### GIVEN ENTRIES
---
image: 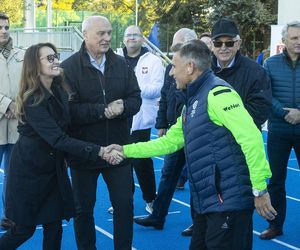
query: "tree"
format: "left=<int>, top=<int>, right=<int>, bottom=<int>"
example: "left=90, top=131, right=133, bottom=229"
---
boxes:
left=0, top=0, right=24, bottom=27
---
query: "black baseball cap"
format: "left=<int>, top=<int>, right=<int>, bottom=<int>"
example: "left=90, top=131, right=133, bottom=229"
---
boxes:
left=211, top=17, right=239, bottom=39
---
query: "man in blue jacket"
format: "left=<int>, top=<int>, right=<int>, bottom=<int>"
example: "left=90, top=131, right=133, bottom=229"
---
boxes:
left=260, top=21, right=300, bottom=240
left=212, top=18, right=272, bottom=129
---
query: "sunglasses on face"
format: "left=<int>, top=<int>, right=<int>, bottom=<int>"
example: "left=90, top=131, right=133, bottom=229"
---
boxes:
left=125, top=33, right=142, bottom=38
left=213, top=40, right=238, bottom=48
left=41, top=53, right=59, bottom=63
left=0, top=26, right=9, bottom=30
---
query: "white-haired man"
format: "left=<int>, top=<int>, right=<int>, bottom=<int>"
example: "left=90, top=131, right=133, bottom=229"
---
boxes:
left=62, top=16, right=141, bottom=250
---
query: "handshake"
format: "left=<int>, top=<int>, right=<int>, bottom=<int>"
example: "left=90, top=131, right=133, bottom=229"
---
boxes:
left=99, top=144, right=126, bottom=165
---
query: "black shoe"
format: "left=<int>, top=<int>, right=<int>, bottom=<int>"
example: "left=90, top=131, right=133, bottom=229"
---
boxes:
left=181, top=224, right=194, bottom=237
left=0, top=217, right=15, bottom=230
left=133, top=215, right=164, bottom=230
left=259, top=227, right=283, bottom=240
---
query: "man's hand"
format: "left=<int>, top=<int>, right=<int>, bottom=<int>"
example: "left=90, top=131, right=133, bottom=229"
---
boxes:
left=157, top=128, right=167, bottom=137
left=4, top=102, right=16, bottom=119
left=4, top=110, right=16, bottom=119
left=104, top=99, right=124, bottom=119
left=102, top=144, right=126, bottom=165
left=283, top=108, right=300, bottom=125
left=254, top=193, right=277, bottom=220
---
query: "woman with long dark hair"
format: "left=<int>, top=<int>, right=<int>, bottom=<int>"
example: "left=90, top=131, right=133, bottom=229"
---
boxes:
left=0, top=43, right=103, bottom=250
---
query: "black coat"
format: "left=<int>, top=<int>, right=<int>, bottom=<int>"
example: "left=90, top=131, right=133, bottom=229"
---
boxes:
left=155, top=64, right=185, bottom=129
left=61, top=43, right=142, bottom=168
left=6, top=81, right=100, bottom=225
left=212, top=51, right=272, bottom=129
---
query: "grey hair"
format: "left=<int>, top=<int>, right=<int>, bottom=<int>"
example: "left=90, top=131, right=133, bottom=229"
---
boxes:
left=174, top=28, right=197, bottom=43
left=281, top=21, right=300, bottom=39
left=81, top=16, right=109, bottom=33
left=171, top=28, right=198, bottom=52
left=177, top=39, right=211, bottom=71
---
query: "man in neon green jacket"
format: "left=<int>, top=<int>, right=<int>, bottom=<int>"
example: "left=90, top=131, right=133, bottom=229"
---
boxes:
left=104, top=40, right=276, bottom=250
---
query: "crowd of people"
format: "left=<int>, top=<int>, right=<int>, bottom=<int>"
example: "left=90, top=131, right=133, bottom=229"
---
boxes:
left=0, top=9, right=300, bottom=250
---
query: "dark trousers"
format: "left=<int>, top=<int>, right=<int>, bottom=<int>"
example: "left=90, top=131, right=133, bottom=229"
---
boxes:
left=152, top=149, right=185, bottom=222
left=71, top=164, right=133, bottom=250
left=130, top=129, right=156, bottom=203
left=0, top=221, right=62, bottom=250
left=190, top=209, right=253, bottom=250
left=177, top=164, right=188, bottom=185
left=267, top=132, right=300, bottom=230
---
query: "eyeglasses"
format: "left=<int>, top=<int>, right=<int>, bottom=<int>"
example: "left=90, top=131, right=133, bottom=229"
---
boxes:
left=125, top=33, right=142, bottom=38
left=0, top=26, right=9, bottom=30
left=41, top=53, right=60, bottom=63
left=213, top=40, right=238, bottom=48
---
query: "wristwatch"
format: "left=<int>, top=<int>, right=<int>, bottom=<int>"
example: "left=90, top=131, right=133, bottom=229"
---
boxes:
left=252, top=188, right=268, bottom=197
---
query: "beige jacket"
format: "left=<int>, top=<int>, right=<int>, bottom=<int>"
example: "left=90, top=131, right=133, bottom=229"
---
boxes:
left=0, top=48, right=25, bottom=145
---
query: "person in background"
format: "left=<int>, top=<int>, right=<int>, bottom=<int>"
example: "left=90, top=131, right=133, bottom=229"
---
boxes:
left=134, top=28, right=197, bottom=236
left=212, top=18, right=272, bottom=129
left=199, top=32, right=212, bottom=50
left=0, top=43, right=109, bottom=250
left=0, top=13, right=25, bottom=230
left=61, top=16, right=142, bottom=250
left=260, top=21, right=300, bottom=240
left=117, top=25, right=165, bottom=214
left=104, top=40, right=276, bottom=250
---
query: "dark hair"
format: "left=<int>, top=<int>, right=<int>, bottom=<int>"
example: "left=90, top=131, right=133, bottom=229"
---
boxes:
left=16, top=43, right=69, bottom=121
left=0, top=12, right=9, bottom=23
left=178, top=39, right=211, bottom=71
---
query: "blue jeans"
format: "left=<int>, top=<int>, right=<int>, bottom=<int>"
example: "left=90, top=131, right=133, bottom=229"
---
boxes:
left=152, top=149, right=185, bottom=222
left=178, top=164, right=188, bottom=185
left=71, top=164, right=133, bottom=250
left=0, top=144, right=14, bottom=216
left=267, top=132, right=300, bottom=230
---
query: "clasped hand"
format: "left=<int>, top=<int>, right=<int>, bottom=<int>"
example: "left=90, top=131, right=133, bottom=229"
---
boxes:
left=5, top=102, right=16, bottom=119
left=104, top=99, right=124, bottom=119
left=100, top=144, right=126, bottom=165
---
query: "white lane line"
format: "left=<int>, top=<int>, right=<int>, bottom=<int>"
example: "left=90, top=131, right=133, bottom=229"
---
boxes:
left=107, top=211, right=181, bottom=221
left=253, top=230, right=300, bottom=250
left=95, top=225, right=137, bottom=250
left=36, top=224, right=68, bottom=230
left=286, top=196, right=300, bottom=202
left=288, top=167, right=300, bottom=172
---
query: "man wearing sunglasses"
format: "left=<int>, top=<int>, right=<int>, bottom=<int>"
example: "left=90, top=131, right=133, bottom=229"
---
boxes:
left=0, top=13, right=25, bottom=229
left=212, top=18, right=272, bottom=129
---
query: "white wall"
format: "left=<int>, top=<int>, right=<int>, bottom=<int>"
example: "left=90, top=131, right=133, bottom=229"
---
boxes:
left=277, top=0, right=300, bottom=25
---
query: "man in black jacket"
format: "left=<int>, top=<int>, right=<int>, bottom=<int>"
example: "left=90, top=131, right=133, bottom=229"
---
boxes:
left=212, top=18, right=272, bottom=129
left=62, top=16, right=141, bottom=250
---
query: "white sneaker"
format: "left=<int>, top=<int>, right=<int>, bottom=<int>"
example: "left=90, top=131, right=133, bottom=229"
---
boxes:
left=107, top=207, right=114, bottom=214
left=145, top=201, right=154, bottom=214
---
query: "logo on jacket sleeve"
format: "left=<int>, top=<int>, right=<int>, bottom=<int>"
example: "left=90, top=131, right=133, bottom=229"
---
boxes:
left=142, top=67, right=149, bottom=75
left=223, top=103, right=240, bottom=111
left=191, top=100, right=198, bottom=118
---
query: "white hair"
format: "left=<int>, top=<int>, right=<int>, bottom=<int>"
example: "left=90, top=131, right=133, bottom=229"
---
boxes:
left=281, top=21, right=300, bottom=39
left=174, top=28, right=197, bottom=43
left=81, top=16, right=109, bottom=33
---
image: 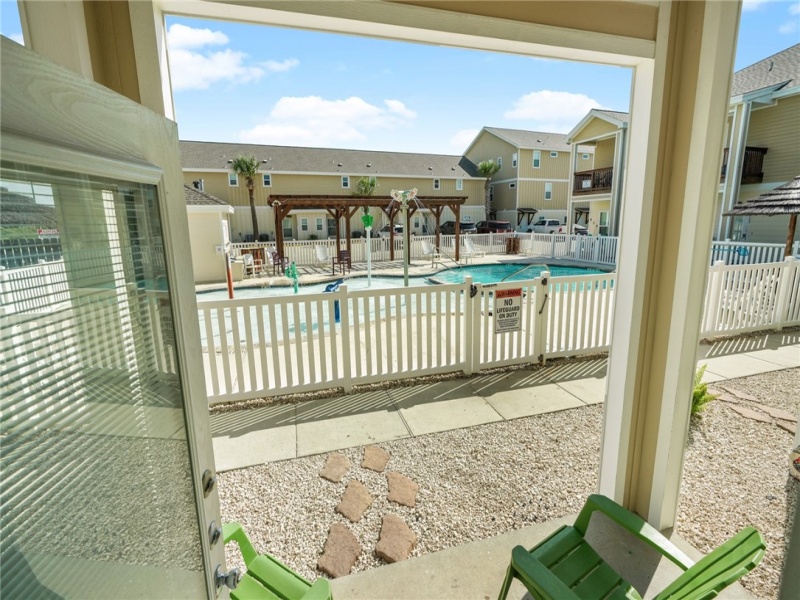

### YOUR OBJECTIVE
Give the number of lines in the records that contain the word "blue", counting only matches with the same upper and lower case. Reply with the number alone.

### REPLY
2